** Work request **
Return only those lines of the records below in which "tree" appears.

** Input records **
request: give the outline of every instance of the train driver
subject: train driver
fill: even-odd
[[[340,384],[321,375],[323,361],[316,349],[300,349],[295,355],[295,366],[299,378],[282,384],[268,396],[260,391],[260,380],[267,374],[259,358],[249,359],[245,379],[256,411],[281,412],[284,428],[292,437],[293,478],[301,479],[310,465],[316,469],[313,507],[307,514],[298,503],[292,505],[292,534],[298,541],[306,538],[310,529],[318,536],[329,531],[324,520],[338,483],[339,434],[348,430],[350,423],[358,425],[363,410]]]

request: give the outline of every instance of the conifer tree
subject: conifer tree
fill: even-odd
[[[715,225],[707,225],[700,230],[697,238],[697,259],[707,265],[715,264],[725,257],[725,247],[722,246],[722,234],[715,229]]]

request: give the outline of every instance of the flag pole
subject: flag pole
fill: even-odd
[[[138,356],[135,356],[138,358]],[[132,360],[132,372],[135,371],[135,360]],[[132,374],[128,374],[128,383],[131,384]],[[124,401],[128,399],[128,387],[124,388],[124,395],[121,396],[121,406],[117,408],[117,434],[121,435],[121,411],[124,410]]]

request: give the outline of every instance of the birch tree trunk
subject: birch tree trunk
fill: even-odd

--

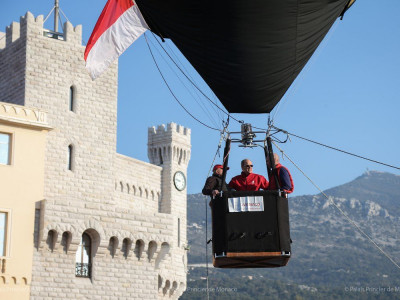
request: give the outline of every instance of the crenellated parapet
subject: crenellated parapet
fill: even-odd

---

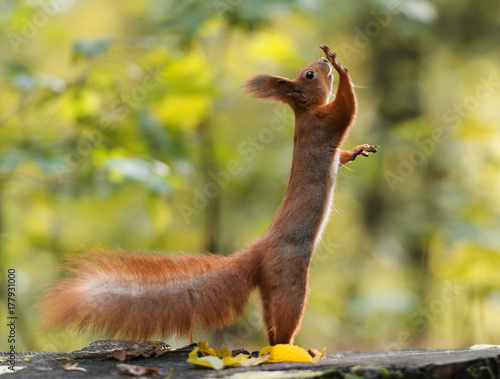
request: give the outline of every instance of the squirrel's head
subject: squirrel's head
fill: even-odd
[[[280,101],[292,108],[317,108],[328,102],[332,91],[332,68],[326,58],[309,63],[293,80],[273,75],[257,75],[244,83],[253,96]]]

** Response **
request: give the outline of every instance of the conifer tree
subject: conifer tree
request: give the outline of every instance of the birch tree trunk
subject: birch tree trunk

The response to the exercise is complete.